● **WORK TO DO**
Please reproduce every record, keeping each one exactly as written.

● **AVAILABLE DATA**

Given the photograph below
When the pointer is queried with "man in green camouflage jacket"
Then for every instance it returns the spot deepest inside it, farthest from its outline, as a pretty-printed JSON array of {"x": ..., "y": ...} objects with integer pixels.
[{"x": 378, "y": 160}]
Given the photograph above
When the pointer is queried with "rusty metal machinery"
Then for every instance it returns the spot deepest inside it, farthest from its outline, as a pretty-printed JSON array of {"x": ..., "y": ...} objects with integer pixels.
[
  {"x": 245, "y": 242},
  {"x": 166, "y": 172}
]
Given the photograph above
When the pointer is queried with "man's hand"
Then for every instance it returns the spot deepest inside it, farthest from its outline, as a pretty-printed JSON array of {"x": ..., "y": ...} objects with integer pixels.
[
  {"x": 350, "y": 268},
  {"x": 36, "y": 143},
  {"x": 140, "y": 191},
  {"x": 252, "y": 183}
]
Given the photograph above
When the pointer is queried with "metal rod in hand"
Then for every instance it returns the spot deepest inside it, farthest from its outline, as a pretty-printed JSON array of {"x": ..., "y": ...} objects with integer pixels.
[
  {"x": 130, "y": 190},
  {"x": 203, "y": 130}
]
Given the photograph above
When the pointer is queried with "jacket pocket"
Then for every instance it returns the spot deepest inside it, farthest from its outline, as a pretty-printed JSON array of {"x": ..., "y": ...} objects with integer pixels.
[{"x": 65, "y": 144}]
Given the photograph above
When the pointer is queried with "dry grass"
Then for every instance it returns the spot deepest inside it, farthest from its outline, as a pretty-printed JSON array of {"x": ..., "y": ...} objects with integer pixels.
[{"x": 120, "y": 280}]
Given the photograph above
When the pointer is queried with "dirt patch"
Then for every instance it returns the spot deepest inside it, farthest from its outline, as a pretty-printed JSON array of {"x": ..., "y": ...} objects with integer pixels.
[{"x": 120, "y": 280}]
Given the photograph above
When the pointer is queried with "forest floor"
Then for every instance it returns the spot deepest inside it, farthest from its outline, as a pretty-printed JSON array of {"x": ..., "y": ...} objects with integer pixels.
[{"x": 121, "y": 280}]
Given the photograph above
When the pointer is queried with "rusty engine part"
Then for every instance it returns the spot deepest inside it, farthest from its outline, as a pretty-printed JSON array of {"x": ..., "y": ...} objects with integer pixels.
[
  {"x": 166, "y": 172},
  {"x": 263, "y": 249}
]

● **CORRECT RESULT**
Given the photograph below
When the pointer is queried with "man in green camouflage jacket"
Then for every instance it returns the spot deepest inside it, farthest from its outline, as a pretty-printed JSON array of {"x": ..., "y": ...} objects with integer pixels.
[{"x": 378, "y": 160}]
Given the photograph above
When the pointer is queried with "rusty metal machinery"
Then for every instance it returns the spot deepest inside it, farthest from its outline, as a pretty-printed JSON array of {"x": ..., "y": ...} objects with integer pixels.
[
  {"x": 245, "y": 242},
  {"x": 166, "y": 172}
]
Given the photograph above
When the pointer is queried with "man's hand"
Then for every instance it returns the spot deepest inside it, farthest from its outline, as a pretty-printed JSON array of {"x": ..., "y": ...} objects with integer pixels.
[
  {"x": 350, "y": 268},
  {"x": 36, "y": 143},
  {"x": 140, "y": 191},
  {"x": 252, "y": 183}
]
Given the photograph above
When the pointer is queried with "metal rod in hand"
Then for every instance it returns the spot deepest inside it, farthest from its outline, as a pretty-printed JSON array of {"x": ..., "y": ...} objects with integer pixels.
[
  {"x": 130, "y": 190},
  {"x": 203, "y": 130}
]
Given the photograph above
When the pointer is queried with "jacket pocket"
Then for every instance it returns the spot deepest inside it, farthest from its outline, as a pretty-printed JSON array of {"x": ..., "y": ...} objects with integer pixels.
[{"x": 65, "y": 144}]
Given the photograph above
When the pointer is queried with "dry grass"
Then for every instance it returns the spot deepest inside it, farthest from its outline, as a pretty-printed JSON array of {"x": ..., "y": ...} objects with integer pixels.
[{"x": 120, "y": 280}]
Given the photograph above
When the pointer is queried with "dirt patch"
Then for every instance it returns the spot deepest inside it, farthest from its outline, as a pretty-printed JSON array of {"x": ..., "y": ...} objects with integer pixels.
[{"x": 120, "y": 280}]
Given the photograph above
When the pointer is queried with "forest floor"
Then for every instance it returns the spot deepest inside it, farthest from its outline, as a pretty-printed JSON array of {"x": ..., "y": ...} objects with integer pixels.
[{"x": 121, "y": 280}]
Given the photograph above
When the pointer is queried with "rusty engine part"
Then for every instance it returns the spot deepest inside it, farthest from its outline, as a pretty-printed JSON array of {"x": ..., "y": ...} objects with integer pixels.
[
  {"x": 166, "y": 172},
  {"x": 263, "y": 249}
]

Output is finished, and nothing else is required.